:: Text extract ::

Does anyone else have a spouse who has double standards for his own kids vs yours?
I'm on the verge of divorce due to dh's double standard. My DD23 is almost done with college, so, yes...I've helped her what little I can and have taken heat for it from dh for 5 years. Her father has paid her entire tuition and room and board, so I've helped her along the way when she's run short along with paid her cell phone bill and her car insurance. Admittedly, there were times she came to me as she had run short and I'd tell her to get a part-time job and she didn't. Ok...I'm not perfect, so can understand why dh would think that's "enabling". But, that's NOTHING compared to what he does for his DS22 - a drug addict.
So, you can see it coming already...MY daughter the college student vs. HIS son the drug addict. Plus the fact that my daughter HAS another parent to help and HIS son doesn't (his ex is mentally ill in another state and has been out of the picture since 1997). Oh, yes...any time I help DD23, I get heat from dh, but I'm supposed to just sit back and be perfectly ok with HIM buying his son's food or help pay his rent. He did drugs for 5 years and I saw way too much enabling going on from dh. I almost ended our marriage 2 years ago when SS22 was living with us...not working and dh not pushing his son along. He finally crashed and burned, went back to rehab and has been on his own since...working low-paying jobs, so dh comes to the rescue every now and then and buys him food. I asked him yesterday why his son wasn't getting food stamps and he said he doesn't qualify. Huh?? He works at a convenience store making $9/hr and that's not living on poverty level? Dh just thinks because he's not a full-blown drug addict anymore that he's "doing better". I see the money going out the door to his son as "enabling". I told him that yesterday...that as long as he buys his food or whatever, he's allowing his son to buy cigarettes and drugs. This argument has been going on for 5 years and I'm SO over it! I asked dh when we were arguing yesterday when is it going to end and he said, "Maybe NEVER!" and walked out. grrrrr
Granted, SS22 does have some mental issues, but I feel is capable of doing more than he's doing. Dh knows I'd be supportive if his son were in schooling of some sort to learn a trade, but he's doing nothing more than what he's doing, so I don't. Plus, why should I support HIM in what he's doing for HIS kid when I get yelled at every time I help MY kid. Again...the double standard. Sick of it.

:::
:: Supplied information ::

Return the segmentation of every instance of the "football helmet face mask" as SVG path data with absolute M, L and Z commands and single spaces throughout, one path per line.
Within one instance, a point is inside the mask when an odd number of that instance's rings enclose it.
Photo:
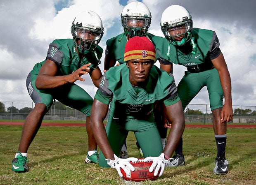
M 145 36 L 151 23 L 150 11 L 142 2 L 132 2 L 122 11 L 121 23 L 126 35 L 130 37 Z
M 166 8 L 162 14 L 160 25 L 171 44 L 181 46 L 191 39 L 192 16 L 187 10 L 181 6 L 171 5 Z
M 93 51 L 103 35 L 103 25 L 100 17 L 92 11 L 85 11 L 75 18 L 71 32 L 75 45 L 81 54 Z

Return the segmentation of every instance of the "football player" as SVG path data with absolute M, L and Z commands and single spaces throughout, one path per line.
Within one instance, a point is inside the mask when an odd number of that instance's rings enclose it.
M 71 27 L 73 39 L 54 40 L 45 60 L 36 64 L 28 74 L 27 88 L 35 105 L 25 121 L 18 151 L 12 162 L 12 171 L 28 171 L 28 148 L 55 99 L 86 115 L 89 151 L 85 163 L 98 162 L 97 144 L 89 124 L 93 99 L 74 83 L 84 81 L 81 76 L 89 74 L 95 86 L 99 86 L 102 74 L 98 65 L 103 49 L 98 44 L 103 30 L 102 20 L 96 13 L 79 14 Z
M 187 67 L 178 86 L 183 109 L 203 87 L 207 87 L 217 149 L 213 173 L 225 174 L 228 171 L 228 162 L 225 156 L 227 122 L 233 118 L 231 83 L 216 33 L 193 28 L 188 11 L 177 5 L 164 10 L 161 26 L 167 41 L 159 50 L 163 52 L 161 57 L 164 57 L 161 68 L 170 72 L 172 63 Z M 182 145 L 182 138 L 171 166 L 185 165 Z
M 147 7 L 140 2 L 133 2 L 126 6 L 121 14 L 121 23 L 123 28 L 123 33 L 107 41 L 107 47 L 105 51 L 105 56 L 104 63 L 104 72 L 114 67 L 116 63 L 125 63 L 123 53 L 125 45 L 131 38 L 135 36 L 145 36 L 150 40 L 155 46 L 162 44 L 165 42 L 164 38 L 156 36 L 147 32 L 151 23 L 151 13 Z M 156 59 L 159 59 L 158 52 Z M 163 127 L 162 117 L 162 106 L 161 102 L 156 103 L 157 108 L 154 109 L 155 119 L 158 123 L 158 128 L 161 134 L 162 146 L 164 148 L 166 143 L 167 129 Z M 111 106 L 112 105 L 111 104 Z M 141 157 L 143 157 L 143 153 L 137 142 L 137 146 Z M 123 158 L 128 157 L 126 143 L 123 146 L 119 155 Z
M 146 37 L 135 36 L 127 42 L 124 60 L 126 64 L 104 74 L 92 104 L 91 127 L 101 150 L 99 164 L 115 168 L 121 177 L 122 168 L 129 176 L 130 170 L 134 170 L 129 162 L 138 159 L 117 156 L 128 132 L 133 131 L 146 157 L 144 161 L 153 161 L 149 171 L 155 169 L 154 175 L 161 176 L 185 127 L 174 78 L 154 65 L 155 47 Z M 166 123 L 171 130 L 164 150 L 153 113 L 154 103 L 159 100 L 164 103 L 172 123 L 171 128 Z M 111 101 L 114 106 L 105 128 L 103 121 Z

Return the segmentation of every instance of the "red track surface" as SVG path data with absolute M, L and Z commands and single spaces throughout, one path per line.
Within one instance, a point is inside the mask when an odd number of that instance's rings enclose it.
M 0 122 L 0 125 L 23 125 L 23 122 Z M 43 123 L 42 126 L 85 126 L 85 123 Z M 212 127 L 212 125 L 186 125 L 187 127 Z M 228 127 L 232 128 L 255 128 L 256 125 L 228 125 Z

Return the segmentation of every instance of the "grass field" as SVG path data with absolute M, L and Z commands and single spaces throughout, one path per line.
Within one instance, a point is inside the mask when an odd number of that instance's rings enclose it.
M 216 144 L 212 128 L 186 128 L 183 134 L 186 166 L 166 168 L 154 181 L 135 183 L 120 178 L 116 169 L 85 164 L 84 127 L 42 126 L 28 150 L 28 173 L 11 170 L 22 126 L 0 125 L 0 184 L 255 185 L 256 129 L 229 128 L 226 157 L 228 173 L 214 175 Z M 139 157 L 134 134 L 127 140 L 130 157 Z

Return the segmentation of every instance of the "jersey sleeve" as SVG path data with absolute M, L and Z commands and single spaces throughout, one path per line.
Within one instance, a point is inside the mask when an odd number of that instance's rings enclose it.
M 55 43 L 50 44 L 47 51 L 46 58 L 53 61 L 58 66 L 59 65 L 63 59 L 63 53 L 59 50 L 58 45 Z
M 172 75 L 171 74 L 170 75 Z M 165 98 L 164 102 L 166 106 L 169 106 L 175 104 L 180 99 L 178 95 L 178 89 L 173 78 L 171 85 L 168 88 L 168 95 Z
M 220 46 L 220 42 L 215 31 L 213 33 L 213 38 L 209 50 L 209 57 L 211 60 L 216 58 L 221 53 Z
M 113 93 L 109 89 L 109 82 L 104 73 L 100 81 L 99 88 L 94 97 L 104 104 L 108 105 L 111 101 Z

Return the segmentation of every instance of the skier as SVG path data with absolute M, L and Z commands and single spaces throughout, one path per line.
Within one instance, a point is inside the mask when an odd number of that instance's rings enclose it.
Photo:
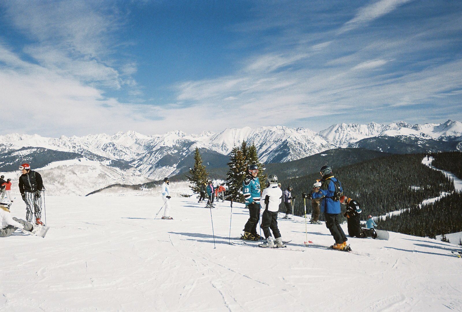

:::

**Work to complete**
**A)** Copy the forum post above word for word, starting at "I'm on the verge" and ending at "a drug addict.".
**B)** Summarize the forum post in two sentences.
**C)** Condense the paragraph of the forum post that begins "Granted, SS22 does have" into a short bulleted list that keeps its main points.

**Task results**
**A)**
I'm on the verge of divorce due to dh's double standard. My DD23 is almost done with college, so, yes...I've helped her what little I can and have taken heat for it from dh for 5 years. Her father has paid her entire tuition and room and board, so I've helped her along the way when she's run short along with paid her cell phone bill and her car insurance. Admittedly, there were times she came to me as she had run short and I'd tell her to get a part-time job and she didn't. Ok...I'm not perfect, so can understand why dh would think that's "enabling". But, that's NOTHING compared to what he does for his DS22 - a drug addict.

**B)** The writer is close to divorce because the husband objects whenever the writer helps a 23-year-old daughter in college, yet he buys food and helps with rent for his 22-year-old son, who did drugs for five years. The writer sees that help as enabling, and the argument has gone on for five years, with the husband saying it may never end.

**C)**
- The 22-year-old stepson has some mental issues, but the writer thinks he is capable of doing more than he does.
- The husband knows the writer would support the son if he were in schooling to learn a trade. He is not, so the writer does not.
- The writer asks why they should back the husband's help for his son when they get yelled at every time they help their own child, and calls this a double standard.